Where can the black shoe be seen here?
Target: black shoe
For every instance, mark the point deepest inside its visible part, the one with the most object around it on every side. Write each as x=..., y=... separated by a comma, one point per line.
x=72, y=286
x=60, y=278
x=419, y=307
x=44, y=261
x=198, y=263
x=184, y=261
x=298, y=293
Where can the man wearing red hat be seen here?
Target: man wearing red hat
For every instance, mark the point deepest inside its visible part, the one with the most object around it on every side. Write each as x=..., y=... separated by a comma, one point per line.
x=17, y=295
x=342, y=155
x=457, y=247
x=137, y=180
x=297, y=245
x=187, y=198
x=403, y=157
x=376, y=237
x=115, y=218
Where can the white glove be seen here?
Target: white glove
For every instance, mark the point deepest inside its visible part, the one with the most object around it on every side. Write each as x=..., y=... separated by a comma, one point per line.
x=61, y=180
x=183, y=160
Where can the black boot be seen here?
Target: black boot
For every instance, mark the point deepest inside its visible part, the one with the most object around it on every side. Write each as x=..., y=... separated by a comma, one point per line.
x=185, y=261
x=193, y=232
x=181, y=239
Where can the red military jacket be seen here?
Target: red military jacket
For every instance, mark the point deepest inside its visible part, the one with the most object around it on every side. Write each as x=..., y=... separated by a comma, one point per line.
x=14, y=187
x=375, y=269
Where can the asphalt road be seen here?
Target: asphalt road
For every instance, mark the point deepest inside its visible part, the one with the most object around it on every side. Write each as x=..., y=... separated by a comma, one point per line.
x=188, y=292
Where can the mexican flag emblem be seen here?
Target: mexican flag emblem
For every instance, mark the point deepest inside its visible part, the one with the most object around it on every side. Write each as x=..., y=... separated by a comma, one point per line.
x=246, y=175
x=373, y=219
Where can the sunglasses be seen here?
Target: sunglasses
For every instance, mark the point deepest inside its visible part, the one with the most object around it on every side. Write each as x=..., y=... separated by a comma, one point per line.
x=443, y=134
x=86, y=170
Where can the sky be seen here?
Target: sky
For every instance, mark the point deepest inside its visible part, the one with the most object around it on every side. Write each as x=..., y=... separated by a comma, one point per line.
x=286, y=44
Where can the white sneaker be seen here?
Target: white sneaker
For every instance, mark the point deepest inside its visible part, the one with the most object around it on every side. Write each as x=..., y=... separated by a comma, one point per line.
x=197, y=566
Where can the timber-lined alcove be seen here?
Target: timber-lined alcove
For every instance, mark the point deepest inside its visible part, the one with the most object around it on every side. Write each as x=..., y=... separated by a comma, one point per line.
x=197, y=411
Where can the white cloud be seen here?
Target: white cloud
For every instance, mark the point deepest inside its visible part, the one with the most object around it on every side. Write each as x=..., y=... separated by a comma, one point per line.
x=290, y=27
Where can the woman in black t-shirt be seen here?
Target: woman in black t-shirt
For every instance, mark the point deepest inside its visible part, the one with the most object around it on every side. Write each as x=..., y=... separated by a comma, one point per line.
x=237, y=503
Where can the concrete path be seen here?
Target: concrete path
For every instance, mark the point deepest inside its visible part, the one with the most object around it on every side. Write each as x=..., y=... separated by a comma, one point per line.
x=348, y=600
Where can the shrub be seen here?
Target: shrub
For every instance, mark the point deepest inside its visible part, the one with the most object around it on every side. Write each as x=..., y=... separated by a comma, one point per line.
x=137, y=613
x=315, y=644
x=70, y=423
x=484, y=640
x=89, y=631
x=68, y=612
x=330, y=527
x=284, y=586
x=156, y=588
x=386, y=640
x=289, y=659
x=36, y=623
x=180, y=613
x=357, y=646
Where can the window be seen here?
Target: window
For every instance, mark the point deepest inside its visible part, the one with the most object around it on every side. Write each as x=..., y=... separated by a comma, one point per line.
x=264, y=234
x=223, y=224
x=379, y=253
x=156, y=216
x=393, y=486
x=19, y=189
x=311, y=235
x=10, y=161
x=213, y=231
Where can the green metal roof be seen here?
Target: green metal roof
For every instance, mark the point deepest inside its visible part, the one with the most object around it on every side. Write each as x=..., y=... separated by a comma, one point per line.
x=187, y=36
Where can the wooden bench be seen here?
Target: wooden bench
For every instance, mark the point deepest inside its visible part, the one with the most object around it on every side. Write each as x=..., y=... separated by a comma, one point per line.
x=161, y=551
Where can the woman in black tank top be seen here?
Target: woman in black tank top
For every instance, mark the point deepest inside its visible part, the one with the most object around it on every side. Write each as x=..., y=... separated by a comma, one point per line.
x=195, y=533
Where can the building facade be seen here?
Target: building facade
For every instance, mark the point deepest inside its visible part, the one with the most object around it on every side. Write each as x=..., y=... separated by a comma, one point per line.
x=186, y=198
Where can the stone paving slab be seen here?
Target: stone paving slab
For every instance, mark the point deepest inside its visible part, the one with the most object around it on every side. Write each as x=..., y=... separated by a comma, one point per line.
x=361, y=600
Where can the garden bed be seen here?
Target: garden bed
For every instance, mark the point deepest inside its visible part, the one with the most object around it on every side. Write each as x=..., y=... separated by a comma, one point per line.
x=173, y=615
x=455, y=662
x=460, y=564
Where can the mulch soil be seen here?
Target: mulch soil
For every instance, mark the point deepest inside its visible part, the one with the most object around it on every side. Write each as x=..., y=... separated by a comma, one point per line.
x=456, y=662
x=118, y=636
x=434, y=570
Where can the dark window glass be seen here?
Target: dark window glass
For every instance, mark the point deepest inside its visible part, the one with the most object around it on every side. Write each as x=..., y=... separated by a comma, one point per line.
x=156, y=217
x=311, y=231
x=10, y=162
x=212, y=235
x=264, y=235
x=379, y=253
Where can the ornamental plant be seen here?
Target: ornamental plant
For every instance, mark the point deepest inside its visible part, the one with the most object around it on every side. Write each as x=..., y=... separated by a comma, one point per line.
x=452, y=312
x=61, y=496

* **GOAL**
Only the lines from the one containing "Where can the mulch soil be seen here?" through the end of the material should be reproduced, exactly, with both ends included.

* **FINISHED TASK**
Where can the mulch soil be seen here?
Target: mulch soil
For every instance, mark the point deepest inside its visible part, the one with the most object around it on every side. Write each as x=..., y=... separated by a comma, one point per line.
x=456, y=662
x=118, y=636
x=434, y=570
Where can the dark window glass be seen here?
Target: dark window glass
For every instance, mark the point deepest inside its visible part, the one with the most object around it on every side. Write each as x=..., y=... separated by a comma, one point per line.
x=156, y=217
x=311, y=231
x=10, y=162
x=212, y=235
x=264, y=235
x=379, y=253
Where can the ornamental plant be seen here?
Target: ornamental plant
For every instance, mark the point deepest inside its visible part, the one with the most object around it on every side. Write each as x=..., y=... separated by a comma, one point per line.
x=452, y=312
x=61, y=496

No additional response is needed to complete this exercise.